◆ **Source passage**:
The RestAPI delivers access for 3rd Party developers to integrate with the SENZ smart thermostats.

To gain access to the API, first you must contact our support department to get access to a ClientID.

Request access to the API

Swagger documentation

To make your life easier when getting started developing against the API, we have implemented Swagger as our Endpoint and Model documentation tool.
This allows you to explore and test the API right in your browser, with our included test client.

Go to swagger now!

OAuth2


The RestAPI uses OAuth2 and OpenID-Connect as the Authorization methods to the API.
OAuth 2 is an authorization framework that enables a service to grant 3rd party applications access to obtain limited access to a users account via a HTTP service.
This protocol allows third-party applications to request limited access to an HTTP service, either on behalf of a resource owner or by allowing the third-party application to obtain access on its own behalf.
Access is requested by the client, which can be a website, desktop application or a mobile application.

Discovery document

As part of the OpenID Connect standard, a discovery document is available to get an overview of the various endpoints and configurations for the SENZ Identity(OAuth2) Server.

OpenID Discovery document

OAuth2 concepts:

Grants:
describes a number of grants (“methods”) for a client application to acquire an access token. 
Scopes:
provide a way to limit the amount of access that is granted to an access token. It is a lists of identifiers used to specify what access privileges are being requested.
Claims:
are name/value pairs that contain information about a user. Profile claims are included that ensures that the request for the user’s info was made using a token that was obtained with the profile scope.
ReturnURL:
parameter that informs login page where the user should be redirected once login is complete

Tokens:

Tokens are issued from the OAuth2 server to provide access to the system. Three types exist:

  • id_token: identity information about the user is encoded into the token.
  • access_token: used as bearer tokens, meaning that the bearer can access authorized resources without further identification.
    • Expiration: 1 hour
    • These tokens usually have a short lifespan (dictated by its expiration) for improved security. When the access token expires, the user must authenticate again to get a new access token limiting the exposure of the fact that it’s a bearer token. They last about an hour and cannot be revoked, once issued.
  • refresh_token: used to obtain new access tokens. These will be long-lived while access tokens are short-lived. This allows for long-lived sessions that can be killed if necessary.

◆ **Problems and tasks**:
[1] Answer from the SENZ API page:
(a) Which department must be contacted to get a ClientID?
(b) What tool serves as the Endpoint and Model documentation?
(c) What is the expiration time of an access_token?
[2] Please reproduce the part of the SENZ API page between "This allows you" and "its own behalf.", inclusive.

◆ **Raw records**:

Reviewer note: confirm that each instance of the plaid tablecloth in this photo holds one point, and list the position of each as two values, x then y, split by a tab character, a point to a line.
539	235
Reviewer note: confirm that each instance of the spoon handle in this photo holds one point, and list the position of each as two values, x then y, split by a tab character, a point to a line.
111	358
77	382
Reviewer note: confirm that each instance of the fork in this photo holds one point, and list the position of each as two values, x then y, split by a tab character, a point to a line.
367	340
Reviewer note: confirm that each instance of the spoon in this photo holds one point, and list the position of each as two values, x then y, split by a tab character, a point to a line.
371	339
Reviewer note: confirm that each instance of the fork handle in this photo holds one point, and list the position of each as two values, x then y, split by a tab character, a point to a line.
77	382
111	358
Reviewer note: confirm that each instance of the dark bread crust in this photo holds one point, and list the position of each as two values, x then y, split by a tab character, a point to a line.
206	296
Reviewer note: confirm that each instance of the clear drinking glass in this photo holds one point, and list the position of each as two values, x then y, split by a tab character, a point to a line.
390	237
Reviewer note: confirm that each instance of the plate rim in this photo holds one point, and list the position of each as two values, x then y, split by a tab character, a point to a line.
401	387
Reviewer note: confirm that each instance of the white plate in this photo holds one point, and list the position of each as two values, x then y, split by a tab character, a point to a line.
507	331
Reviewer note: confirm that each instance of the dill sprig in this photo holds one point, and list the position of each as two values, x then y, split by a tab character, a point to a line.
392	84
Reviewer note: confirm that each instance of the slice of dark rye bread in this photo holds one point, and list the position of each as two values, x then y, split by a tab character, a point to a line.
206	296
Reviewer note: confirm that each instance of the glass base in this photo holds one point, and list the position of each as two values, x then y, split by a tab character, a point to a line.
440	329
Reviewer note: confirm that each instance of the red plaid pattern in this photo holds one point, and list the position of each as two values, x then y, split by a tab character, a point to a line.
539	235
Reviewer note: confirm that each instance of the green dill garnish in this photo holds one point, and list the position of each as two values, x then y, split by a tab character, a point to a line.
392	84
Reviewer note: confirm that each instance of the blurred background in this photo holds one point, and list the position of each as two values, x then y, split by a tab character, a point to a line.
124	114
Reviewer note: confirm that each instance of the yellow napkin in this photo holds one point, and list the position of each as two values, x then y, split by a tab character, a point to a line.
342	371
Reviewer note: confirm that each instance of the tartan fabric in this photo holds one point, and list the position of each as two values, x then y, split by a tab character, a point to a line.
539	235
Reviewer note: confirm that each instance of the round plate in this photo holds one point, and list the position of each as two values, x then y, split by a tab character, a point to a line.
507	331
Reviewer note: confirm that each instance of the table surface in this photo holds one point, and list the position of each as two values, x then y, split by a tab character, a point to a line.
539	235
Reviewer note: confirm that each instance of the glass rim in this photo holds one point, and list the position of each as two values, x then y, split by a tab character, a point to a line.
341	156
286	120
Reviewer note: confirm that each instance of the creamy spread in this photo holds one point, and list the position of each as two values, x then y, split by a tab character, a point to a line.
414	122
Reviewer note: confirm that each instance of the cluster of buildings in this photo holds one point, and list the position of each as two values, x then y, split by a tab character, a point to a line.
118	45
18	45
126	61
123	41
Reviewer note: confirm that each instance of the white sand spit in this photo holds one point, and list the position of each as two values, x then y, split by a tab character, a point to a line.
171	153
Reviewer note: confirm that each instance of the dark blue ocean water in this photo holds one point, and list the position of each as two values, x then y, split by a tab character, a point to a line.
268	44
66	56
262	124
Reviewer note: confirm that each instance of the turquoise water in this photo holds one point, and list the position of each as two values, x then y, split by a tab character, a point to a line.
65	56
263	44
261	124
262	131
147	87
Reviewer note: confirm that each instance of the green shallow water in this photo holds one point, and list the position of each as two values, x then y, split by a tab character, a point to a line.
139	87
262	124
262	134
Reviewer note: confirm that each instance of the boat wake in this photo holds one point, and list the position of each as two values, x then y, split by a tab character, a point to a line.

◆ **List of solutions**:
[1]
(a) The support department.
(b) Swagger.
(c) 1 hour.

[2]
This allows you to explore and test the API right in your browser, with our included test client.

Go to swagger now!

OAuth2


The RestAPI uses OAuth2 and OpenID-Connect as the Authorization methods to the API.
OAuth 2 is an authorization framework that enables a service to grant 3rd party applications access to obtain limited access to a users account via a HTTP service.
This protocol allows third-party applications to request limited access to an HTTP service, either on behalf of a resource owner or by allowing the third-party application to obtain access on its own behalf.